| What is expected |
The entries below contain a line with "metal balcony railing" and a line with "Category: boy's head". Quote exactly those two lines and all lines between them.

| Material for the task |

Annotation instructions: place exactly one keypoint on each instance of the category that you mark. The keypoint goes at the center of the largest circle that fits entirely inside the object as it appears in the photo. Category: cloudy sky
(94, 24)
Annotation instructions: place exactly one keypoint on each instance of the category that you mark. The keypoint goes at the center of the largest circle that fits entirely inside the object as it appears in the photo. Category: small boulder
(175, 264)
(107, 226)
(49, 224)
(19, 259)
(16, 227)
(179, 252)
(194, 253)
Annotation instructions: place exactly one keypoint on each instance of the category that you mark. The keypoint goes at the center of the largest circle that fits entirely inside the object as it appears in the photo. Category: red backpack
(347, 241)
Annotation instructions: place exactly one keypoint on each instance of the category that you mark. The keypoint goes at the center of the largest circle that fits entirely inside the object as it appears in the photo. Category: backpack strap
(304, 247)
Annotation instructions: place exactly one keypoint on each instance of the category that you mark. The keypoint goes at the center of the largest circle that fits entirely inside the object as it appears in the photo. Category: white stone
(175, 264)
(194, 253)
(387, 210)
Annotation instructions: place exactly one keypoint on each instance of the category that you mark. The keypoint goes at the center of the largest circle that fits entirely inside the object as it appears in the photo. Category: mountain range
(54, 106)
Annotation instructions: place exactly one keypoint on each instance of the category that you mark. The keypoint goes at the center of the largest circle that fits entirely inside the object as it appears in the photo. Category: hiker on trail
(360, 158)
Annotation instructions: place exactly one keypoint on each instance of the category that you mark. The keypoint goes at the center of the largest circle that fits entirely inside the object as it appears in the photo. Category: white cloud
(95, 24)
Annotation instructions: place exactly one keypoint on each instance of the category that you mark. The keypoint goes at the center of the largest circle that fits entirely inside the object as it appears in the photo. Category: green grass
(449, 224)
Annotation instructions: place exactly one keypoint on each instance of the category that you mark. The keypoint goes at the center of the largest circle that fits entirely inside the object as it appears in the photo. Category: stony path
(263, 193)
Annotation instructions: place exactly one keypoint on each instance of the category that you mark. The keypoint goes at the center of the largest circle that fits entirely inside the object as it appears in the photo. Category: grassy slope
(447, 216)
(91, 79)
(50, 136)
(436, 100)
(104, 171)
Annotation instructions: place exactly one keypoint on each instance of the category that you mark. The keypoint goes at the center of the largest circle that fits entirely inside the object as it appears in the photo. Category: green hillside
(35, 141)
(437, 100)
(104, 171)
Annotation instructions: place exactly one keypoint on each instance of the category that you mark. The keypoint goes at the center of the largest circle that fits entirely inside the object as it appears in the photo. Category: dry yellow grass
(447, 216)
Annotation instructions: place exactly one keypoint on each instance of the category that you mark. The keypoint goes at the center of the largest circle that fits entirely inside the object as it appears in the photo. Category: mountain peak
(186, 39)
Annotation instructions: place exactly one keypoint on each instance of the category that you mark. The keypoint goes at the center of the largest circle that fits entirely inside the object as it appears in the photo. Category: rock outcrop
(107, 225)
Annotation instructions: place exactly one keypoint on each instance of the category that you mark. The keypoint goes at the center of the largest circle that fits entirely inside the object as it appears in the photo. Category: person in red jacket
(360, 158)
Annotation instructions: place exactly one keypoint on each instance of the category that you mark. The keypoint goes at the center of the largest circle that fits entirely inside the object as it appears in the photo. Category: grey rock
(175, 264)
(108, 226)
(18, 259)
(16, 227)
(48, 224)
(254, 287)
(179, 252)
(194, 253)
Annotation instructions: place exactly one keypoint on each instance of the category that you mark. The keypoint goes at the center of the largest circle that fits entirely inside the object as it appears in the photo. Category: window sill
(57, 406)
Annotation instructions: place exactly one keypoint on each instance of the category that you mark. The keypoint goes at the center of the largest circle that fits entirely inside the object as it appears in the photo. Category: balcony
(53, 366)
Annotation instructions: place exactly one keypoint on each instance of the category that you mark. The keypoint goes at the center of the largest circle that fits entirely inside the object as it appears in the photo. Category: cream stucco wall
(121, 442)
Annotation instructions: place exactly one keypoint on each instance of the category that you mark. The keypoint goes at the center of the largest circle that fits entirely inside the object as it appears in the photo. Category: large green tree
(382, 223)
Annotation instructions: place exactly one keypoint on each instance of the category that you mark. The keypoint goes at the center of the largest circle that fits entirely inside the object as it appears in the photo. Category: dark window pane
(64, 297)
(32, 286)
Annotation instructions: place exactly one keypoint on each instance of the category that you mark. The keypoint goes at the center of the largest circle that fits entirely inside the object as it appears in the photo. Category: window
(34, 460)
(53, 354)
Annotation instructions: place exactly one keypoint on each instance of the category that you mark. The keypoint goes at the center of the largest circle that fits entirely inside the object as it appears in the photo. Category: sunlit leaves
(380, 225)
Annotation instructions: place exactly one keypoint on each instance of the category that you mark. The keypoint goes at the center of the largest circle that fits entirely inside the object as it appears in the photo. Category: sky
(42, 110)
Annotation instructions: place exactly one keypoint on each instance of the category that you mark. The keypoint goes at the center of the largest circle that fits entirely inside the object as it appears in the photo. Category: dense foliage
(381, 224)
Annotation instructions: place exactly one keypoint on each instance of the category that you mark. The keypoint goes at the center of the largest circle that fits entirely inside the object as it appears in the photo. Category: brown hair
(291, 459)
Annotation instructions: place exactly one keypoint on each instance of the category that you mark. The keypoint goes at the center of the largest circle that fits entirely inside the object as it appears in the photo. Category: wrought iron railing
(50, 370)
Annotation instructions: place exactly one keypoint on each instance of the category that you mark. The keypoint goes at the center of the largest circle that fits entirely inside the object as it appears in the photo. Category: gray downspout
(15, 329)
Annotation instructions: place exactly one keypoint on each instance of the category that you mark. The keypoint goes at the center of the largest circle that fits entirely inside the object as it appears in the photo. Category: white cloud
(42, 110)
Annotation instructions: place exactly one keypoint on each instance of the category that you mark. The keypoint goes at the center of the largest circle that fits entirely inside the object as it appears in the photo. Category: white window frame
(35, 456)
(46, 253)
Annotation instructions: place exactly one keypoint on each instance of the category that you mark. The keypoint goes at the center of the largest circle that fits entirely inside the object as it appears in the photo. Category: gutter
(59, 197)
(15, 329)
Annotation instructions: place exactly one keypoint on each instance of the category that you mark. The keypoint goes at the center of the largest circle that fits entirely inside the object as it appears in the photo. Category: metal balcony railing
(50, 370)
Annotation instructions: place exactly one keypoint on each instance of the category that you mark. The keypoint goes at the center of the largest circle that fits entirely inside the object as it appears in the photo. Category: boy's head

==

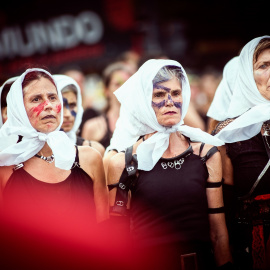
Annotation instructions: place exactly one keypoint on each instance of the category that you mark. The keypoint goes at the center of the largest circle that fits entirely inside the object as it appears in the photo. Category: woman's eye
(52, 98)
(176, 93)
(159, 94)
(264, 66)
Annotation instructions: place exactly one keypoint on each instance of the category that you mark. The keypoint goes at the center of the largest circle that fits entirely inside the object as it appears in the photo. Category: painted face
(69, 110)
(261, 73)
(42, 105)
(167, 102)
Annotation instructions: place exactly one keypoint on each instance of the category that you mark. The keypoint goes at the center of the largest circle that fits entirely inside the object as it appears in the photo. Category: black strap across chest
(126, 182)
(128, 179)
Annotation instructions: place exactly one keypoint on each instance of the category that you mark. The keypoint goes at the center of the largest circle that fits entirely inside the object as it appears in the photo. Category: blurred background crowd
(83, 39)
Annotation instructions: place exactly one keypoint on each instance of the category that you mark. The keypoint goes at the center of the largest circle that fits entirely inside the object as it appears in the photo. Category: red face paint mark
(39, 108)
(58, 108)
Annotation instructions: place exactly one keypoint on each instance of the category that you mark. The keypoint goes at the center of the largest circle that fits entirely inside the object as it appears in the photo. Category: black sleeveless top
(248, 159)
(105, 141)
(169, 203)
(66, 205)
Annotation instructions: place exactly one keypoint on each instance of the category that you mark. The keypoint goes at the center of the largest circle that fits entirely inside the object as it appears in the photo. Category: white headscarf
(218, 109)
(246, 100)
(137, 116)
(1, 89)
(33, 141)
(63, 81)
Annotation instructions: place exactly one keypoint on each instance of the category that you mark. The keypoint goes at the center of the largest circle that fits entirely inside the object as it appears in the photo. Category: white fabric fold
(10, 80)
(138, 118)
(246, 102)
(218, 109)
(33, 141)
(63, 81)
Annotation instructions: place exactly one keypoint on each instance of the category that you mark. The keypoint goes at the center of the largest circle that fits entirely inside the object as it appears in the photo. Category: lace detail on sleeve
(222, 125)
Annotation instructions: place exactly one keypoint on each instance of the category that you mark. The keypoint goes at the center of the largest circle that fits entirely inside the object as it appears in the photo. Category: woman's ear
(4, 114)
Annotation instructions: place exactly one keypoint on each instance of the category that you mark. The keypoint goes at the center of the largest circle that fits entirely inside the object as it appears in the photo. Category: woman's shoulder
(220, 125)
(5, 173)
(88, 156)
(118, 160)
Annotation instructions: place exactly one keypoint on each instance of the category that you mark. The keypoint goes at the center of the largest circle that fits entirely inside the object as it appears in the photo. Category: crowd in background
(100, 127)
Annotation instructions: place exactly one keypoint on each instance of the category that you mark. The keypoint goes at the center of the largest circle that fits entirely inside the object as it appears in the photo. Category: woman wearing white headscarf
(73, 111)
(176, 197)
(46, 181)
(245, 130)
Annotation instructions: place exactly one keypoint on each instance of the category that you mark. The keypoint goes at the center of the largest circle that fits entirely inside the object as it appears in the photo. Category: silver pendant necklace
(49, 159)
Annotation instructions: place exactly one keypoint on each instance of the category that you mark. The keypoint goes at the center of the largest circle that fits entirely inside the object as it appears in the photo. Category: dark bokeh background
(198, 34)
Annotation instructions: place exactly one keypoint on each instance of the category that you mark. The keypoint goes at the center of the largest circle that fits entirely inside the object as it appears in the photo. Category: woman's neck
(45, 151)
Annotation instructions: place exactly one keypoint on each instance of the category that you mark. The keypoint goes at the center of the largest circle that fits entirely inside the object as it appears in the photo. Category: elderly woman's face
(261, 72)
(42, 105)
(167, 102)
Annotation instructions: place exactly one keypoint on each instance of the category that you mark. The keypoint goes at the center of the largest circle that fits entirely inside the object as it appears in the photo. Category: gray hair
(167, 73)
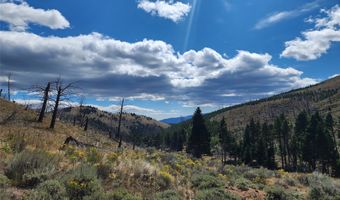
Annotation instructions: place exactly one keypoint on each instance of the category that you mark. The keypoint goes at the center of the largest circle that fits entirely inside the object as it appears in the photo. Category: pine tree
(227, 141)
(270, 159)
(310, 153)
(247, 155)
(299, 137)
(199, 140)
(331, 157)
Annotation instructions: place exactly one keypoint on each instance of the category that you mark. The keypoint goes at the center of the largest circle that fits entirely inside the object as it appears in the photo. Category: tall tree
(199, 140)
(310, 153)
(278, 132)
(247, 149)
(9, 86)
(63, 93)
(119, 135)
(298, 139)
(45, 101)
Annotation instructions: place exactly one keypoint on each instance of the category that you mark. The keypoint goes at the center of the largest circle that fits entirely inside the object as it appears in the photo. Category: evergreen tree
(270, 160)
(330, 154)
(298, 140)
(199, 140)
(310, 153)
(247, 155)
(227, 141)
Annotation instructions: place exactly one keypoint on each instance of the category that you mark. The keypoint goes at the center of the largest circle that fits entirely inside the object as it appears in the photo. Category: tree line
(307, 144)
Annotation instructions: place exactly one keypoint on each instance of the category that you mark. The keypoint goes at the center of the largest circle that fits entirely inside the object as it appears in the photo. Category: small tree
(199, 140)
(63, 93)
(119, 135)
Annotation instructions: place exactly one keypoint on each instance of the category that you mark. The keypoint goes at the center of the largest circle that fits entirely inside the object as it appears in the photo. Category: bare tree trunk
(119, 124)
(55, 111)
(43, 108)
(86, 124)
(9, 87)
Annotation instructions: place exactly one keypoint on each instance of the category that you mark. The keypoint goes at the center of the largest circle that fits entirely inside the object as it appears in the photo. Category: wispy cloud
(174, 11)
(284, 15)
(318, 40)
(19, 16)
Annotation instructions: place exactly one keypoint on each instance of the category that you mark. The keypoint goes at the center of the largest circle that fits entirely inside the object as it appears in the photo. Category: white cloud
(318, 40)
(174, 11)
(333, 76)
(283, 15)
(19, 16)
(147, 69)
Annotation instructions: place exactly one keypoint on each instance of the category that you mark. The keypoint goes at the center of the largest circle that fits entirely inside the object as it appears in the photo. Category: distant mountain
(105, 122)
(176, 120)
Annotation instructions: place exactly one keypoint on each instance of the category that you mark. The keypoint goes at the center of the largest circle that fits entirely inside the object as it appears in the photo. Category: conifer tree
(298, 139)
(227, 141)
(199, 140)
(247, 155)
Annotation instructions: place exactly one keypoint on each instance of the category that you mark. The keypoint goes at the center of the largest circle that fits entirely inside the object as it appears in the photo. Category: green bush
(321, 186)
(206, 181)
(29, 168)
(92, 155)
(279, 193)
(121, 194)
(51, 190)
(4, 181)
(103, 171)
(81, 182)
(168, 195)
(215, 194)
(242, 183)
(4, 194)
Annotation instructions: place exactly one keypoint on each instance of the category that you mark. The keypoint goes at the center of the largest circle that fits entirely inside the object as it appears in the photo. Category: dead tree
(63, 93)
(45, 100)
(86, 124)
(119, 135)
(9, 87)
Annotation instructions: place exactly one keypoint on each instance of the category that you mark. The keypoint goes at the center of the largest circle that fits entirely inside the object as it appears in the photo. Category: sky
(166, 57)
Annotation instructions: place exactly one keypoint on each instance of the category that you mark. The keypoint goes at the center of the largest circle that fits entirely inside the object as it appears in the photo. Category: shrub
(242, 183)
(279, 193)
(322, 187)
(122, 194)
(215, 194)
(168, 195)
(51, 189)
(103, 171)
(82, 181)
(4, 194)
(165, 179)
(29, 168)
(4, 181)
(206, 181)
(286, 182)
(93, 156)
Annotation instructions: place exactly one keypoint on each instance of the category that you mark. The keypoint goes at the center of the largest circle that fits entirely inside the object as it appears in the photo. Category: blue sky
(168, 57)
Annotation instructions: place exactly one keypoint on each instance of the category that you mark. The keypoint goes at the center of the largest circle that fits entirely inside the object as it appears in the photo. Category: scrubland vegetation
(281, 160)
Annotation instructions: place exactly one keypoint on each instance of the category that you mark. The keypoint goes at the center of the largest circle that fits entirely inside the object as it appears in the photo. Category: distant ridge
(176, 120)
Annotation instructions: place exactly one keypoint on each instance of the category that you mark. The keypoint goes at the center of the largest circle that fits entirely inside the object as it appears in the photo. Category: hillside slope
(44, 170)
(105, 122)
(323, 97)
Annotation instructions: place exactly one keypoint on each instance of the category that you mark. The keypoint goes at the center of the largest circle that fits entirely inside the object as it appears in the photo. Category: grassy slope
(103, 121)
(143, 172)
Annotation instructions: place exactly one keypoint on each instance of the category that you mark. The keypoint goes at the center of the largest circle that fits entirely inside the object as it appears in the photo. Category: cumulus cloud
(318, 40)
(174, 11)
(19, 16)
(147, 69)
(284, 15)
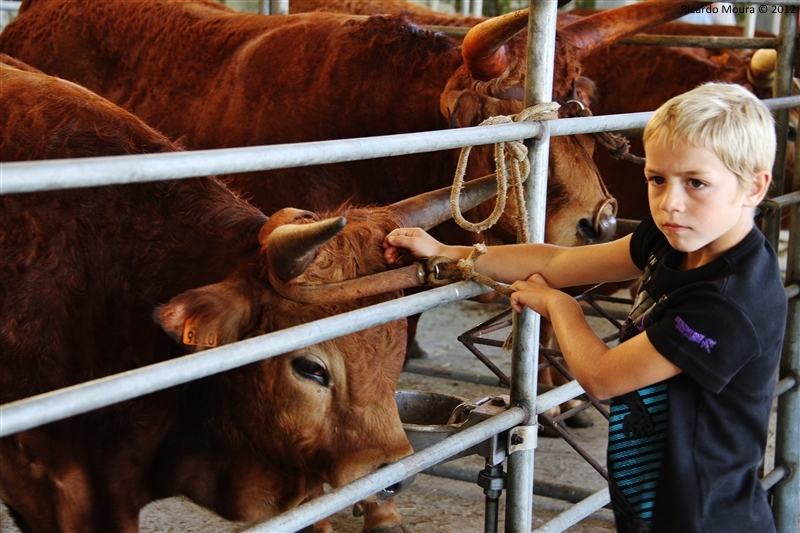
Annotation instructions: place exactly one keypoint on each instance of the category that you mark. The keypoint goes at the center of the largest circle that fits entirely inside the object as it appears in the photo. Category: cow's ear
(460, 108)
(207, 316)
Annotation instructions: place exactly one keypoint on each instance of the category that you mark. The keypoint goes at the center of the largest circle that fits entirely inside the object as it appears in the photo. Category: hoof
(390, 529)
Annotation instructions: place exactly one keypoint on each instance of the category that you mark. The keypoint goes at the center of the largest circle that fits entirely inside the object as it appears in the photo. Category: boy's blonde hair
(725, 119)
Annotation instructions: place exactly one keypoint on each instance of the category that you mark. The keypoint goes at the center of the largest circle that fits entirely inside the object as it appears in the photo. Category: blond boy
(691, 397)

--

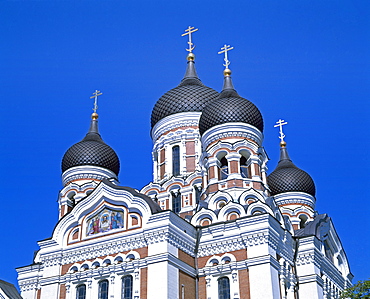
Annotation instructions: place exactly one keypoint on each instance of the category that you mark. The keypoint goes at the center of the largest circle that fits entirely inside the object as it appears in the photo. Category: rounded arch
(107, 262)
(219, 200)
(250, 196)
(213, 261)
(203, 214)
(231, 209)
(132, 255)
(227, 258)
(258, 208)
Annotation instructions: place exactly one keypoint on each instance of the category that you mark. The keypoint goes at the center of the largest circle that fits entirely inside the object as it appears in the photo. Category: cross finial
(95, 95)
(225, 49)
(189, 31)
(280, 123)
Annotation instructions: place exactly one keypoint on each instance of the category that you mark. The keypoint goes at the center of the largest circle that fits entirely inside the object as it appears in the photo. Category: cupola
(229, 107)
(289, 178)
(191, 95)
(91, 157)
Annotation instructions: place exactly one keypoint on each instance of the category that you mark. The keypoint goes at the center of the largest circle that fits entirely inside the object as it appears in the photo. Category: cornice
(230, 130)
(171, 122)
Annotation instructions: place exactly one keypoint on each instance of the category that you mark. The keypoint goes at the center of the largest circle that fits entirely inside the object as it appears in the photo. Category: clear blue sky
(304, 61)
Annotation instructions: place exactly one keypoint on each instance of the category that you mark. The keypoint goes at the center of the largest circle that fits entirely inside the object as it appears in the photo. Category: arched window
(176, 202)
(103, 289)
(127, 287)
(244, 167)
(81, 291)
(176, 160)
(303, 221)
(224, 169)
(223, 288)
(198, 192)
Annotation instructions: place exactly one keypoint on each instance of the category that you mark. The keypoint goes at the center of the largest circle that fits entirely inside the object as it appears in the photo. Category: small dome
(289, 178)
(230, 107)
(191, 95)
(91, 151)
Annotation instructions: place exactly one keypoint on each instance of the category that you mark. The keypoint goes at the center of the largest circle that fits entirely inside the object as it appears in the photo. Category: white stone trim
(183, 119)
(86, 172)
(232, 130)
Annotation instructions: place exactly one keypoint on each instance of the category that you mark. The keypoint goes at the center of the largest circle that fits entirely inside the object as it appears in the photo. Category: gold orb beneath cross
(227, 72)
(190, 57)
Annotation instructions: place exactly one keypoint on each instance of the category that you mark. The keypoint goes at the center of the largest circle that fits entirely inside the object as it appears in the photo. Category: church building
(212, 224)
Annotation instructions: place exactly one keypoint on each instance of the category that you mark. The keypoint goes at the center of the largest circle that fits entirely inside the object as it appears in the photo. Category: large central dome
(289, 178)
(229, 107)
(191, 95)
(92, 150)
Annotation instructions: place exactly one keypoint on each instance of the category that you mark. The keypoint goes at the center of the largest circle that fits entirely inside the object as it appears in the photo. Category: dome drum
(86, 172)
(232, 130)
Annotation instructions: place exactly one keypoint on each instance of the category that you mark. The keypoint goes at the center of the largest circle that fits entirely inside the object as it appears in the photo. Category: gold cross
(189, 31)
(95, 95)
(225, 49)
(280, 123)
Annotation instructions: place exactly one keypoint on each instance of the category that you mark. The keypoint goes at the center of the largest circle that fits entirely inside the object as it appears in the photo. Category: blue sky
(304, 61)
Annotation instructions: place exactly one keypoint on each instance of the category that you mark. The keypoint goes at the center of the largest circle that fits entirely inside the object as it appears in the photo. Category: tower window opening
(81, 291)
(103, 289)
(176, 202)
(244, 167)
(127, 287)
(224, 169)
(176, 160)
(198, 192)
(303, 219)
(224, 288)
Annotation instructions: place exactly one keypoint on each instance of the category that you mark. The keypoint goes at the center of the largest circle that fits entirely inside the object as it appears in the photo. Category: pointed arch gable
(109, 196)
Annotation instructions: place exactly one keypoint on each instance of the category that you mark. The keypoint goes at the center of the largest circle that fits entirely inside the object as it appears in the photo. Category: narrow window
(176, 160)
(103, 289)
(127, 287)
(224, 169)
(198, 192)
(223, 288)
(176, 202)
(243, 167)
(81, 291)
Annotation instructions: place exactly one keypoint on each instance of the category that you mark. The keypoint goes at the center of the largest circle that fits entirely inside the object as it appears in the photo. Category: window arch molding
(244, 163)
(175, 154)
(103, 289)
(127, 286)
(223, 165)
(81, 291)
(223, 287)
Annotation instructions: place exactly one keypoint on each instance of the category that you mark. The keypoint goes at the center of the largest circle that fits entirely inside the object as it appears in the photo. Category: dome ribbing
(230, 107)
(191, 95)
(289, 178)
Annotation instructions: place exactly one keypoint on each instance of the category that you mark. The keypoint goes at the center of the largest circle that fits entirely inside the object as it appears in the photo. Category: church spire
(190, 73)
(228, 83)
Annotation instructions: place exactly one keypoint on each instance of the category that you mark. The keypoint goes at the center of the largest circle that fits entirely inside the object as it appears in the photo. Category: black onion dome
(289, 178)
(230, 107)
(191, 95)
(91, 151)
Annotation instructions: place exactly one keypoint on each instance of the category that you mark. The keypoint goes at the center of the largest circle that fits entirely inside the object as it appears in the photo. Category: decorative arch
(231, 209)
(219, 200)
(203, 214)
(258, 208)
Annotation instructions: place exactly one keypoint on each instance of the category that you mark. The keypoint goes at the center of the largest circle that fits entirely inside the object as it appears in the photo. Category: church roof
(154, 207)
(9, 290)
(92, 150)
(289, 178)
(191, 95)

| Task output |
Annotation instructions: place exactly one keypoint on each instance of the category that you mark. The keypoint goes at the center of the largest circle that fits entirely inside the object as it appears in the photo. Category: metal balcony railing
(50, 370)
Annotation instructions: place exactly one keypoint on each instance of the category that you mark. The keypoint goes at the center of the largest circle that fits entirely inside the object as it appears in the photo. Category: boy's head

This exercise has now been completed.